**Your goal**
Restate all of the data exactly.

## BEGIN Data for the task

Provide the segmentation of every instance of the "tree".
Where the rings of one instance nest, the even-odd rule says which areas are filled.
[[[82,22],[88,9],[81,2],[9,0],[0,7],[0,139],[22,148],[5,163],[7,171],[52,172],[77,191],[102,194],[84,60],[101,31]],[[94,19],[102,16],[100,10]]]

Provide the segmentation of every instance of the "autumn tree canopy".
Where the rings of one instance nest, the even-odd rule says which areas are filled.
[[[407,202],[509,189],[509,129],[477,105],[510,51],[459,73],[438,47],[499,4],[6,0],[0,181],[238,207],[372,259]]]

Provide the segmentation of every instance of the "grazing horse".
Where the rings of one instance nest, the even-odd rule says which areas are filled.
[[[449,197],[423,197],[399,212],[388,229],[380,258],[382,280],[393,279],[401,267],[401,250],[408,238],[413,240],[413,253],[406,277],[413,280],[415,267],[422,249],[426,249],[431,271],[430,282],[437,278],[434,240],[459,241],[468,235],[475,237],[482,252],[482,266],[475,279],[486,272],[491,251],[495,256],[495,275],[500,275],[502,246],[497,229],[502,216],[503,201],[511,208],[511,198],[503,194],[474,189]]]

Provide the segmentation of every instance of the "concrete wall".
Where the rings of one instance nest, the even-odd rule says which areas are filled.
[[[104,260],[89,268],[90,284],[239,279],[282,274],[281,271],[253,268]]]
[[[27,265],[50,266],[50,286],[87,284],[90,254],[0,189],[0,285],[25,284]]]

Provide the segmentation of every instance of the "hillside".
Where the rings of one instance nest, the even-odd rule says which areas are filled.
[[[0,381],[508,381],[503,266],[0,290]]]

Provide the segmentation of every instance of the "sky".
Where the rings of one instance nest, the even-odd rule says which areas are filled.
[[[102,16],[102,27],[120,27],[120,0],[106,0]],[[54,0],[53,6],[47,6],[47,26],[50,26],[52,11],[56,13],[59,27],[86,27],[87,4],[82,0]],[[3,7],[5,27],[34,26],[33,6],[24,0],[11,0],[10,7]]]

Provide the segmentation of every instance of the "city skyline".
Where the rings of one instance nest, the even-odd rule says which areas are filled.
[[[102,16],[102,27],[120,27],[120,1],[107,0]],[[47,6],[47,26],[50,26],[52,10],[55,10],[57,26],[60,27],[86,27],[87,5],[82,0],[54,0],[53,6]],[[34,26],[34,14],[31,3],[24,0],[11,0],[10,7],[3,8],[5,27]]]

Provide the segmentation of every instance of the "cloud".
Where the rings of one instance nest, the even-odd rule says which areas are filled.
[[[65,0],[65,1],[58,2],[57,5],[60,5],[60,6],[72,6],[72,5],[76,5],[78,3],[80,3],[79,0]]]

## END Data for the task

**Solution to the problem**
Provide the segmentation of every instance of the "tree".
Where the rings of one instance nest, the even-odd rule says which areas are filled.
[[[82,22],[88,9],[81,2],[9,0],[0,7],[0,139],[22,148],[5,163],[7,171],[52,172],[77,191],[102,194],[84,60],[101,31]],[[94,19],[102,16],[100,10]]]

Provide the segmentation of every instance of the "autumn tree canopy".
Where the rings of one instance nest, the even-odd rule says which areas are filled.
[[[407,202],[509,189],[509,129],[477,105],[510,51],[459,73],[438,47],[499,4],[6,0],[0,181],[238,207],[372,259]]]

Provide the segmentation of every instance of the "grazing horse".
Where the rings of one instance nest, the even-odd rule says which areas are filled.
[[[449,197],[423,197],[399,212],[388,229],[380,258],[382,280],[393,279],[401,267],[401,250],[408,238],[413,240],[413,253],[406,277],[413,280],[415,267],[422,249],[426,249],[431,271],[430,282],[437,278],[434,240],[459,241],[468,235],[475,237],[482,252],[482,266],[475,279],[486,272],[491,251],[495,256],[495,275],[500,275],[502,246],[497,229],[502,216],[503,201],[511,208],[511,198],[503,194],[474,189]]]

Provide the segmentation of every instance of the "concrete wall".
Where the rings of one instance nest, the even-odd rule says which areas are filled.
[[[104,260],[89,268],[90,284],[239,279],[282,274],[281,271],[253,268]]]
[[[27,265],[50,266],[50,286],[87,284],[90,254],[0,189],[0,285],[25,284]]]

Provide the segmentation of every instance of the "hillside".
Where the rings of one instance nest, the even-odd rule says which areas are filled.
[[[0,381],[508,381],[503,266],[0,290]]]

Provide the segmentation of every instance of the "sky".
Where the rings of one instance nest, the even-odd rule says which areas are filled.
[[[102,16],[102,27],[120,27],[120,0],[106,0]],[[54,0],[53,6],[47,6],[47,26],[50,26],[52,11],[56,13],[59,27],[86,27],[87,4],[82,0]],[[3,7],[5,27],[34,26],[33,6],[24,0],[11,0],[10,7]]]

Provide the segmentation of every instance of the "city skyline".
Where the rings of one instance nest, the even-odd rule says which areas are filled.
[[[102,16],[102,27],[120,27],[120,1],[107,0]],[[47,6],[47,26],[50,26],[52,10],[55,10],[57,26],[60,27],[86,27],[87,5],[82,0],[54,0],[53,6]],[[34,26],[34,14],[31,3],[24,0],[11,0],[10,7],[3,8],[5,27]]]

Provide the segmentation of every instance of the "cloud".
Where the rings of one instance nest, the even-odd rule says which areas are filled.
[[[65,0],[65,1],[58,2],[57,5],[60,5],[60,6],[72,6],[72,5],[76,5],[78,3],[80,3],[79,0]]]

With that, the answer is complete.